_Page text:_
Memories are never deleted automatically. They fade from relevance but can be revived if accessed again.

---

## Dual-Strength Memory

Based on **Bjork & Bjork's New Theory of Disuse (1992)**, every memory has two strengths:

| Strength | What It Means | How It Changes |
|----------|---------------|----------------|
| **Storage Strength** | How well-encoded the memory is | Only increases, never decreases |
| **Retrieval Strength** | How accessible the memory is now | Decays over time, restored by access |

**Why it matters**: A memory can be well-stored but hard to retrieve (like a name on the tip of your tongue).

---

## The Testing Effect

The **Testing Effect** (Roediger & Karpicke, 2006) is the finding that retrieving information strengthens memory more than re-studying it.

In Vestige: **Every search automatically strengthens matching memories.** When Claude recalls something:
- Storage strength increases slightly
- Retrieval strength increases
- The memory becomes easier to find next time

This is why the unified `search` tool is so powerful—using memories makes them stronger.

_Set of tasks:_
1. According to the page text, why is the unified `search` tool so powerful?
2. List each change the page text says happens when Claude recalls something.
The listing that follows has no connection to the page text.

Point localization data
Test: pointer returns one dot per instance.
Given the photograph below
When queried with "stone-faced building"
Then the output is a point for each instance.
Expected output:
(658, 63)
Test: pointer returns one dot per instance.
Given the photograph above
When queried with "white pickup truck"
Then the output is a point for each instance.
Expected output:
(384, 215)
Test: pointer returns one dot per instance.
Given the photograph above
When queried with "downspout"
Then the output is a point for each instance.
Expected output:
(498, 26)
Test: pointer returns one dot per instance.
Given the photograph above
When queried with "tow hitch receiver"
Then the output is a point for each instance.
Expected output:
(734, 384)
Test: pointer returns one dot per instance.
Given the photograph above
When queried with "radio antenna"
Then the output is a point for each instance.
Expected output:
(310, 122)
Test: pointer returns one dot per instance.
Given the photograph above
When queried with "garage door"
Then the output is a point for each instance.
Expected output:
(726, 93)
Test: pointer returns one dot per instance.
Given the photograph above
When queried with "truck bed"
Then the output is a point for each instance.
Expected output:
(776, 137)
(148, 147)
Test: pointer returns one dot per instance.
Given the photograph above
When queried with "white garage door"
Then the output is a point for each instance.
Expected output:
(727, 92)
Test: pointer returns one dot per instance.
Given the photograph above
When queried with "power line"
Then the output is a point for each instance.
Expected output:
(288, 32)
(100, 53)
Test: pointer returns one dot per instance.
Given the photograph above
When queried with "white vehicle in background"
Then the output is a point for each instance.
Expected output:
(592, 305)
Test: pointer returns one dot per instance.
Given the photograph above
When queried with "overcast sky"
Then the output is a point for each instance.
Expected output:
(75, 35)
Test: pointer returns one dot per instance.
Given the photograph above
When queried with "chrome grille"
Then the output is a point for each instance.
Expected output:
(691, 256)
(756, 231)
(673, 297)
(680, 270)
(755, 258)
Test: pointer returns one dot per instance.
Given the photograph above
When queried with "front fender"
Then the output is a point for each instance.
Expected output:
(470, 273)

_Activity answers:_
1. Every search automatically strengthens the memories it matches. Using memories makes them stronger, so retrieving them builds memory more than re-studying would.

2.
- Storage strength increases slightly
- Retrieval strength increases
- The memory becomes easier to find next time